Compiti ed esercizi –
1: Nell'estratto su Lettere da Iwo Jima, perché il cavallo ucciso nei primi bombardamenti si rivela «il cadavere più importante»? Rispondi in una o due frasi.
2: Rispondi alle domande sull'estratto su Lettere da Iwo Jima.
(a) Da quale personaggio viene offuscata la figura del generale Kuribayashi?
(b) Dove si svolge gran parte della vicenda del film?
(c) Da dove parte e dove arriva Flags of our fathers?
3: Riassumi in due frasi l'estratto su Lettere da Iwo Jima.

Estratto del testo –
⟨
Inglobare la guerra non in una riflessione bellica, bensì in una riflessione
umanistica, tracciata da una linea comune che cancella ogni muro.
Una seconda osservazione da fare è sullo stesso ruolo che viene imposto a
Kuribayashi, infatti, al contrario di quanto si poteva supporre, la figura del
generale viene offuscata da quella di Saigo, suo estremo opposto. Da una parte,
Kuribayashi, abbiamo l’archetipo dell’eroe western, del cowboy,
appunto del Wayne, o se vogliamo,
degli stessi personaggi Eastwoodiani dai tempi dello spaghetti con Sergio Leone. Dall’altra, abbiamo
quella del perdente, uno che nel selvaggio west come è stato sempre presentato
dagl’altri avrebbe preso solamente buchi di pallottola in testa.
Concentrando l’occhio della narrazione su Saigo e precludendo Kuribayashi
sullo sfondo, Eastwood non
decostruisce solamente, come detto precedentemente, la figura eroica, bensì lo
stesso meccanismo del Western Classico.
Non è un caso, quindi, la comparsa di quel cavallo selvaggio e possente che
vediamo approdare nell’isola, a evidenziare ulteriormente l’entrata
del West in questo East(wood). E dopo le prime bombardate degli aerei, questo
cavallo ritaglierà proprio un piccolo spazio rivelandosi come il cadavere più
importante, esattamente per ciò che intende significare: non è solo la morte di
un cavallo, è la morte di un topos.
Riformulando: Eastwood capisce che la
bandiera dei suoi padri (Ford, in
primis), ormai, non è più la stessa sua, e ciò gli permette di capovolgerne i
luoghi comuni, di decentrare le icone sotto un nuovo punto di vista e un nuovo
modo costruttivo, in una maniera molta più radicale e incisiva di quell’ Uomo che uccise Liberty Valance, dove John Wayne si mette da parte per dare
spazio a James Stewart. In Iwo Jima John Wayne non concede più, è OBBLIGATO a farsi da parte, perché
ciò che maggiormente interessa Eastwood
è la creazione di nuove figure per portare a passo il proprio Cinema, una
riflessione morale ben più ampia. In questa lotta per la conquista della
frontiera, l’unico a uscirne in qualche modo “vincente” sarà
proprio l’uomo che nemmeno sapeva sparare e cavalcare. L’Uomo che
NON uccise Liberty Valance.
DALLE BANDIERE ALLE LETTERE
Un’altra critica, tra quelle poche, rivolte a Lettere da Iwo Jima, si concentra invece sulla sua strettezza
narrativa. Ed effettivamente, gran parte dello svolgimento avviene rinchiuso e
dilatato fra le trincee, al buio, con quelle esplosioni e quegli spari che
rimangono in fuori campo. Ma è vero, come ha detto un altro critico, che Flags of our fathers sta a Mystic River come Lettere da Iwo Jima sta a Million
Dollar Baby. E aggiungerei: Flags parte
dall’esterno per arrivare all’interno, mentre Iwo Jima parte dall’interno per arrivare all’esterno.
⟩
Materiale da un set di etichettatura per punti
⟨
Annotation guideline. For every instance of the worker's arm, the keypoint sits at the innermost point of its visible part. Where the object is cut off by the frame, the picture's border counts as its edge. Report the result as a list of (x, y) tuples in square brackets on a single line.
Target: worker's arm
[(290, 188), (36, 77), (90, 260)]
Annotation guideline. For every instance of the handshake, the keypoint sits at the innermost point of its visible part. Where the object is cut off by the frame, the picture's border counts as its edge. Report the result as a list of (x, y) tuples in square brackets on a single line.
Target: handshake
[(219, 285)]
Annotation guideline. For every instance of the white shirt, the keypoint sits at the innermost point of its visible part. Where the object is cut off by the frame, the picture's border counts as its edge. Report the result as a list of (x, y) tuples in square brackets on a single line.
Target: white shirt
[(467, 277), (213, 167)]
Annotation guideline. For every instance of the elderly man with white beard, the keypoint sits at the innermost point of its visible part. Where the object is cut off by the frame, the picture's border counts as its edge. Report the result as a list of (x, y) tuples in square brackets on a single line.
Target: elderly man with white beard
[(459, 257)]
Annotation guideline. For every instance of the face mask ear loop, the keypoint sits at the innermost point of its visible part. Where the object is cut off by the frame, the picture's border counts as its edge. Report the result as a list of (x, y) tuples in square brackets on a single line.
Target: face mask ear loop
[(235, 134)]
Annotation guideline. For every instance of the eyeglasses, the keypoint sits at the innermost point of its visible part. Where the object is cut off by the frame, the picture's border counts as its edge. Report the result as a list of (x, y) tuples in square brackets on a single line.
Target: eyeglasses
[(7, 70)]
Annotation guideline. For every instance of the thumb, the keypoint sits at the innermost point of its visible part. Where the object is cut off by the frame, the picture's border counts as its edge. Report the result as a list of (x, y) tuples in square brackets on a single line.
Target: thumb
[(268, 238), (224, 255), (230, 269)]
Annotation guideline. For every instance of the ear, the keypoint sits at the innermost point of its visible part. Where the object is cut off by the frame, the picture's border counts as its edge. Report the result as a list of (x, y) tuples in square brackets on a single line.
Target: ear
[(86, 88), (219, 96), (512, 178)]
⟩
Risposte scritte –
1: Il cavallo conta per ciò che intende significare: non muore soltanto un cavallo, muore un topos. Già il suo arrivo sull'isola serviva a evidenziare l'entrata del West in questo East(wood).

2:
(a) Dalla figura di Saigo, suo estremo opposto.
(b) Fra le trincee, al buio.
(c) Parte dall'esterno per arrivare all'interno.

3: Concentrando la narrazione su Saigo, il perdente, e relegando sullo sfondo Kuribayashi, archetipo dell'eroe western, Eastwood decostruisce la figura eroica e il meccanismo del Western Classico. Una critica rivolta al film riguarda la sua strettezza narrativa, ma mentre Flags of our fathers parte dall'esterno per arrivare all'interno, Lettere da Iwo Jima parte dall'interno per arrivare all'esterno.